╭──
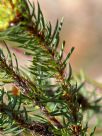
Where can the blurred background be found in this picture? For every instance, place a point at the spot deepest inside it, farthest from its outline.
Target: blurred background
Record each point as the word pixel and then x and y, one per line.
pixel 82 29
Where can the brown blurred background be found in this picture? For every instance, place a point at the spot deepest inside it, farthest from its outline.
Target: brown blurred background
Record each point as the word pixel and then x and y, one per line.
pixel 82 29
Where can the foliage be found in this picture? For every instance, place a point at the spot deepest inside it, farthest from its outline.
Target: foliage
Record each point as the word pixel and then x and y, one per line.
pixel 44 86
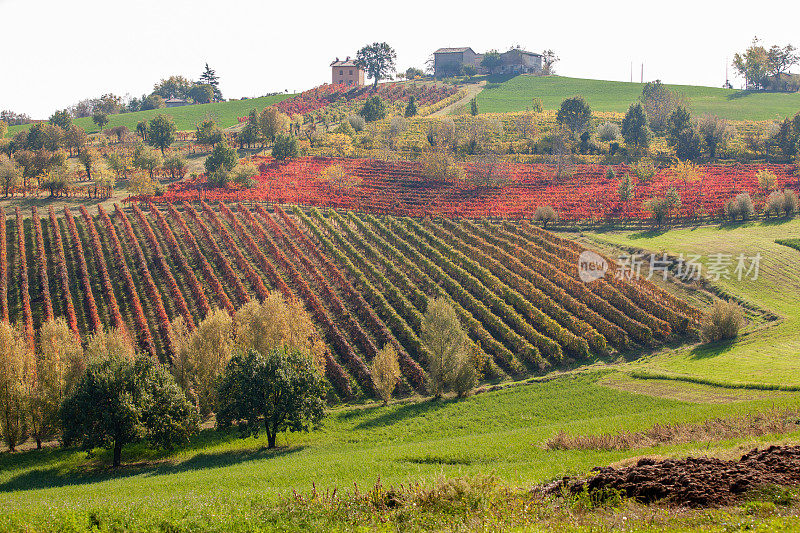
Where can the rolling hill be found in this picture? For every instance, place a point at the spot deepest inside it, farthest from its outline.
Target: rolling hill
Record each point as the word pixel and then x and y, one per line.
pixel 225 113
pixel 516 93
╰──
• _What is being asked_
Omit every picture, then reproduce the rest of the listing exactly.

• _Reply_
Where can the blurred background be found in this picture? For every instance, place a point at the spot deepest inside it, farthest from its outline.
Target: blurred background
Record each point as the word pixel and then x and y, one per line.
pixel 82 29
Where can the brown blurred background be found in this picture? For every instance, place a point at the spot deepest inside it, farthest from its outline.
Target: brown blurred background
Record each point as the word pixel and then x and y, one per line.
pixel 82 29
Where can the foliage be found in this picture? For every instance, place a point at the spot deepest inside it, farthest from its outline.
Target: foliage
Record each point as the word pixel and then x and y, one per line.
pixel 44 86
Where can the rolling hill be found in this picture? For every instance, place a point at the spot deepest inside it, farthest from its outline.
Target: rolling hill
Record each point as the word pixel and then x and y, one per line.
pixel 225 113
pixel 516 93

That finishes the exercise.